=== Activity 1 ===
Rewrite the portion of the About page that begins at the words "The metropolis exists" and ends after "Light (Steel Incisors)", putting "city" in place of "metropolis".
=== Activity 2 ===
Translate this sentence from the About page into Spanish: "The metropolis exists in a state of flux, undoing and remaking itself ceaselessly."

=== Excerpted passage ===
----

About

Sylee Gore is a 2025 National Endowment of the Arts Creative Writing Fellow in Poetry working on absence, light, and time. An American artist and writer born in Mumbai, she lives in Berlin, where she works in art publishing.

Forthcoming in 2026

Intimate Infinity (Sampson Low)

The metropolis exists in a state of flux, undoing and remaking itself ceaselessly. Gore’s images emerge from this tumult, revealing the pleasures to be unfurled from patient observation, portraying the serendipitous rewards available to the attuned eye. Featuring lyric essays by Dilek Güngör and Donna Stonecipher, Gore’s collection is both an experiment in seeing differently and an invitation to revel in evanescence.

Vast Orders of Light (Steel Incisors)

Gore’s fragmentary visual and linguistic idiom offers a subtle meditation on the communicative and ritualised forms that underwrite our social existence. Elements of abstract photography, collage, painting, and lyrical reflection imbue the objet trouvé with purposeful artistic form.

Contact

Represented by David Godwin Associates and Literarische Agentur Simon. For translation and editing commissions, visit Only Today.

----

=== Listed entries ===

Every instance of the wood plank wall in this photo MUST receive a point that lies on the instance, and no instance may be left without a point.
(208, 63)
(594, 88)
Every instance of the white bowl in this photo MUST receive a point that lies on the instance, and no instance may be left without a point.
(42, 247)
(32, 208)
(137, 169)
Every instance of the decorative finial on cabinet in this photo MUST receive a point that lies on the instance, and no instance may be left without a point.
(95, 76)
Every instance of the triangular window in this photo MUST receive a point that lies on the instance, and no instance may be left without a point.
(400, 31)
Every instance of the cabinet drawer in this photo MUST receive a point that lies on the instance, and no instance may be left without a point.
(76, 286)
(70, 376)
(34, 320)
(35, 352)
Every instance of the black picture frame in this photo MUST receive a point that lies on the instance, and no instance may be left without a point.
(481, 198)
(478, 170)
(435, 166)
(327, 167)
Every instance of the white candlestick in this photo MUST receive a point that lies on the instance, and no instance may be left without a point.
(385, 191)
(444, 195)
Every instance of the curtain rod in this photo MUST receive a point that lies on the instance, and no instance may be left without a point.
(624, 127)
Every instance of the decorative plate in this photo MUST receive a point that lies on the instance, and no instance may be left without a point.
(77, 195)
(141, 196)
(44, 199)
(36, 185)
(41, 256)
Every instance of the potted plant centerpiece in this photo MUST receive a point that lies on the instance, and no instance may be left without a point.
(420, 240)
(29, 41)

----

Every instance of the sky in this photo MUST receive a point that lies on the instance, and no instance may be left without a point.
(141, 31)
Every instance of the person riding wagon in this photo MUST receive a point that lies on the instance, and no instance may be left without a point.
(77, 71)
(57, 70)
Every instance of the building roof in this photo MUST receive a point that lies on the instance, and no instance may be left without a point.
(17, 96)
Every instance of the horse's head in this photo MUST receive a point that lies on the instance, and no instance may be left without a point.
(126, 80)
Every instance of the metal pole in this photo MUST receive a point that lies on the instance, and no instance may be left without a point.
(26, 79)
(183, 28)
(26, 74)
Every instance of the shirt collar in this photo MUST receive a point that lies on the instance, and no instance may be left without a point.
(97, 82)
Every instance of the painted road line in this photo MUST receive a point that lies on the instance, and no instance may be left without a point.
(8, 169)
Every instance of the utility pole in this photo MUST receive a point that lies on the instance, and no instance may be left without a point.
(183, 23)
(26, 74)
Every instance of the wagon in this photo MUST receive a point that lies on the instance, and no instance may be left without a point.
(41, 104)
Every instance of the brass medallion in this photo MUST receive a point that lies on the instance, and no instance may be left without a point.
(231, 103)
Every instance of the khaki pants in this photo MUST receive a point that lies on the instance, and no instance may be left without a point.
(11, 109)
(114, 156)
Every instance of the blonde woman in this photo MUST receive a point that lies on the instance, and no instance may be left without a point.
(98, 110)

----

=== Task solution 1 ===
The city exists in a state of flux, undoing and remaking itself ceaselessly. Gore’s images emerge from this tumult, revealing the pleasures to be unfurled from patient observation, portraying the serendipitous rewards available to the attuned eye. Featuring lyric essays by Dilek Güngör and Donna Stonecipher, Gore’s collection is both an experiment in seeing differently and an invitation to revel in evanescence.

Vast Orders of Light (Steel Incisors)

=== Task solution 2 ===
La metrópolis existe en un estado de flujo, deshaciéndose y rehaciéndose sin cesar.